====== Dati ======

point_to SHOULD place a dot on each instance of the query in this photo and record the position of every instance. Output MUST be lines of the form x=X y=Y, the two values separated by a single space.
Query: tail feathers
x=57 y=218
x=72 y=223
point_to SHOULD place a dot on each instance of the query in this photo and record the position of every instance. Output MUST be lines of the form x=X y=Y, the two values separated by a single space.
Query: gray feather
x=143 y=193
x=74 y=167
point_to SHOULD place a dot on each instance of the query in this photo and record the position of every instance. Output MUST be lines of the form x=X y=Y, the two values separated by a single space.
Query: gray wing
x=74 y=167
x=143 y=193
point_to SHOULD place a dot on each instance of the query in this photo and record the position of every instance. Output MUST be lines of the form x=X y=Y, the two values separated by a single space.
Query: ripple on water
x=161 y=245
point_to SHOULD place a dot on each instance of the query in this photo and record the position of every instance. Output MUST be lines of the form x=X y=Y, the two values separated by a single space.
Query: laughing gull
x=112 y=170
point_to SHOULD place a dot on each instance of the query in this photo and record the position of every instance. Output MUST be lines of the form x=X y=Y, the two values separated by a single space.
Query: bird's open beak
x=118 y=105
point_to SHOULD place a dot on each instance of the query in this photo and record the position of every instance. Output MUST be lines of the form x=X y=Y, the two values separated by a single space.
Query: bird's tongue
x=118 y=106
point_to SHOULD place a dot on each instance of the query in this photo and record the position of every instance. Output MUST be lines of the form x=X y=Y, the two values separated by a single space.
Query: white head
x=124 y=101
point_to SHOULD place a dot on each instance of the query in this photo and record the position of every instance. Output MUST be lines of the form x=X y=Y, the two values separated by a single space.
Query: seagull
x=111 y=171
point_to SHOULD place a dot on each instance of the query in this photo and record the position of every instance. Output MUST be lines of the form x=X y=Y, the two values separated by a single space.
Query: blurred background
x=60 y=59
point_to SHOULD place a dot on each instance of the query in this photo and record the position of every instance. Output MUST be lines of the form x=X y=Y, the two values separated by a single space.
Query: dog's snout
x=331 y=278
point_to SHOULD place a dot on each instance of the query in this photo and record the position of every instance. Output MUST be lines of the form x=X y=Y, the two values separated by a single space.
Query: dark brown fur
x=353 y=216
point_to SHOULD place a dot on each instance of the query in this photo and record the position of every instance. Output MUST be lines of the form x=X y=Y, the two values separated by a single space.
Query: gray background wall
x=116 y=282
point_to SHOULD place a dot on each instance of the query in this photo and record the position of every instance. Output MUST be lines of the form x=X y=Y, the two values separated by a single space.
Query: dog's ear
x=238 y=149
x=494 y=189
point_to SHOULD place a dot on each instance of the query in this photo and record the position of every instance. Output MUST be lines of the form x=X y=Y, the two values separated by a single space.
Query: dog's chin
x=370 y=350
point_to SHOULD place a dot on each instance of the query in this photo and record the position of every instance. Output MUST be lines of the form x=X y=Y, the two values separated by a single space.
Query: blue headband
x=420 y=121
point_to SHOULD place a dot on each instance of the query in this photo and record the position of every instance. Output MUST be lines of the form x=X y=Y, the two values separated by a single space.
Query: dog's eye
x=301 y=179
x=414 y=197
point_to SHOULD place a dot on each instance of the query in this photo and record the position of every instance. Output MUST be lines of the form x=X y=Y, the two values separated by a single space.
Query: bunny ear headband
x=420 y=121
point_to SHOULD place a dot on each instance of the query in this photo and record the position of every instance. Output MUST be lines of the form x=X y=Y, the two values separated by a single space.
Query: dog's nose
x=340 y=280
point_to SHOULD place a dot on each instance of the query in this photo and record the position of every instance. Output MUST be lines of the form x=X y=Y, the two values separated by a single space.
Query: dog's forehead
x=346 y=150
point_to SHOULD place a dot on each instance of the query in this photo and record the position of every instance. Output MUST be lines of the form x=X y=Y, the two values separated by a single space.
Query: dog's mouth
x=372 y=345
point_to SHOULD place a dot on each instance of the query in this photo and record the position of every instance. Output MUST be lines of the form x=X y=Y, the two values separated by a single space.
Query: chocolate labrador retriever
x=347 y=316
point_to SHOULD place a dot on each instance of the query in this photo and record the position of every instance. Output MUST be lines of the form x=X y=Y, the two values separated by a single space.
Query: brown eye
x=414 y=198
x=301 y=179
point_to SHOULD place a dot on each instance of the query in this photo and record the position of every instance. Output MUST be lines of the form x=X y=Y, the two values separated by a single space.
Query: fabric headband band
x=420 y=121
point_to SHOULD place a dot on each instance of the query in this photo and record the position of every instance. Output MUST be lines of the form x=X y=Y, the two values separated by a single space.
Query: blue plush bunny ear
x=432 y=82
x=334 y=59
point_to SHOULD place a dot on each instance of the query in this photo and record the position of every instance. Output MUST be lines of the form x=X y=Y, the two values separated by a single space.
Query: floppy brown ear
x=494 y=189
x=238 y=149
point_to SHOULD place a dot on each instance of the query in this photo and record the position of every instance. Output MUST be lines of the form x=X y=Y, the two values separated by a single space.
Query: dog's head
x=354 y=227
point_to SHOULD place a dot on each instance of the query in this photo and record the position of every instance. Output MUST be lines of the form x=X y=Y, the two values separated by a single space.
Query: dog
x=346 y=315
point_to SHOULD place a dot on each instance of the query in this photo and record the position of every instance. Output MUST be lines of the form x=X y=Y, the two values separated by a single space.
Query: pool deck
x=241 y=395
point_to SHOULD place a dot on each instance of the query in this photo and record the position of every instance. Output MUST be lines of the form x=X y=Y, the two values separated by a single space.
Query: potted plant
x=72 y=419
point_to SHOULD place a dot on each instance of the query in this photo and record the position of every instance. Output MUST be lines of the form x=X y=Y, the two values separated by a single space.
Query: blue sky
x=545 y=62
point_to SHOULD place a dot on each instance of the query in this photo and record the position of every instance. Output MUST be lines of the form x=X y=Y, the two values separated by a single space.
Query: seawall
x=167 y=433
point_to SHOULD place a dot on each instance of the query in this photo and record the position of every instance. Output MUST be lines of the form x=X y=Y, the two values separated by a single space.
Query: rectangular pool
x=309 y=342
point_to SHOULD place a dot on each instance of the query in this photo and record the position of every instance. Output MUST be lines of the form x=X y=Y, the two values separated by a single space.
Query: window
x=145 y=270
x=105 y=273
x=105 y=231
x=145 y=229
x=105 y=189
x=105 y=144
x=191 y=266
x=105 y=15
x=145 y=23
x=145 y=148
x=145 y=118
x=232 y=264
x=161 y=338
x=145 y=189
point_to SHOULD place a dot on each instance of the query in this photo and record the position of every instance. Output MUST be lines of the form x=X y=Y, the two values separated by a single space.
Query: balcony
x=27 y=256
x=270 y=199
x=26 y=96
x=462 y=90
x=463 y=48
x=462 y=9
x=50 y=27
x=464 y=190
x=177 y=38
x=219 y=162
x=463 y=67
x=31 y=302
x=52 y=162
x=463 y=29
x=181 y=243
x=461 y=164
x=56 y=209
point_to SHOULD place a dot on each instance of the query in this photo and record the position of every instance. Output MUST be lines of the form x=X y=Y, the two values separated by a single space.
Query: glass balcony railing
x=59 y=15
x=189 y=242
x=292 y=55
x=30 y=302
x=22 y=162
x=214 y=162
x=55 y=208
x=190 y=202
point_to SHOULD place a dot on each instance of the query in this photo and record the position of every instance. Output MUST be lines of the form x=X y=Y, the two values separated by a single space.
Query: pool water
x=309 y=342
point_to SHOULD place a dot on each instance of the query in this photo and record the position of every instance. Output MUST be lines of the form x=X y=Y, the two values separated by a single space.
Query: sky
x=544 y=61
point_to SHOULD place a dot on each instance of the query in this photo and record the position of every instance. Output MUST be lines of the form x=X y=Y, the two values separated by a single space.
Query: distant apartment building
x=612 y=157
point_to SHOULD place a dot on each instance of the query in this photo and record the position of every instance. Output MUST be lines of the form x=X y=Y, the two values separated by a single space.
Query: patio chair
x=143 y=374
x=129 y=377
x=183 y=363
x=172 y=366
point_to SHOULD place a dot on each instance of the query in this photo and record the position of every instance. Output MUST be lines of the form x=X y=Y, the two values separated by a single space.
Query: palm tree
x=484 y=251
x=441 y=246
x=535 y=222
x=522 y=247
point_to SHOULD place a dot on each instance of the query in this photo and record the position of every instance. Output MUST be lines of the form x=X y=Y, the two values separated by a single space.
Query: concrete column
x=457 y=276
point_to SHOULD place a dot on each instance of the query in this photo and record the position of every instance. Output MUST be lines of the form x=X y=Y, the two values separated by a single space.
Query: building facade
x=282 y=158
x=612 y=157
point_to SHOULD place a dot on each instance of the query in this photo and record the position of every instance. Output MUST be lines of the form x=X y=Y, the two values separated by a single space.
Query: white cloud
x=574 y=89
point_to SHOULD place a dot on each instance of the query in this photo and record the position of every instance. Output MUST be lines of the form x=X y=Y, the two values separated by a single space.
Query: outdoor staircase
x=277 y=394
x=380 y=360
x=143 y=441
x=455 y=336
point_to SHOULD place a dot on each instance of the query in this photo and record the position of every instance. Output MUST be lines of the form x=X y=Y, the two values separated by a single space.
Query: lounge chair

======

* _Cosa fare_
Ricopia senza alcuna modifica le righe che vanno dall'inizio fino a quella che contiene "x=118 y=105", inclusa quest'ultima.

* _Soluzione_
point_to SHOULD place a dot on each instance of the query in this photo and record the position of every instance. Output MUST be lines of the form x=X y=Y, the two values separated by a single space.
Query: tail feathers
x=57 y=218
x=72 y=223
point_to SHOULD place a dot on each instance of the query in this photo and record the position of every instance. Output MUST be lines of the form x=X y=Y, the two values separated by a single space.
Query: gray feather
x=143 y=193
x=74 y=167
point_to SHOULD place a dot on each instance of the query in this photo and record the position of every instance. Output MUST be lines of the form x=X y=Y, the two values separated by a single space.
Query: gray wing
x=74 y=167
x=143 y=193
point_to SHOULD place a dot on each instance of the query in this photo and record the position of every instance. Output MUST be lines of the form x=X y=Y, the two values separated by a single space.
Query: ripple on water
x=161 y=245
point_to SHOULD place a dot on each instance of the query in this photo and record the position of every instance. Output MUST be lines of the form x=X y=Y, the two values separated by a single space.
Query: laughing gull
x=112 y=170
point_to SHOULD place a dot on each instance of the query in this photo and record the position of every instance. Output MUST be lines of the form x=X y=Y, the two values separated by a single space.
Query: bird's open beak
x=118 y=105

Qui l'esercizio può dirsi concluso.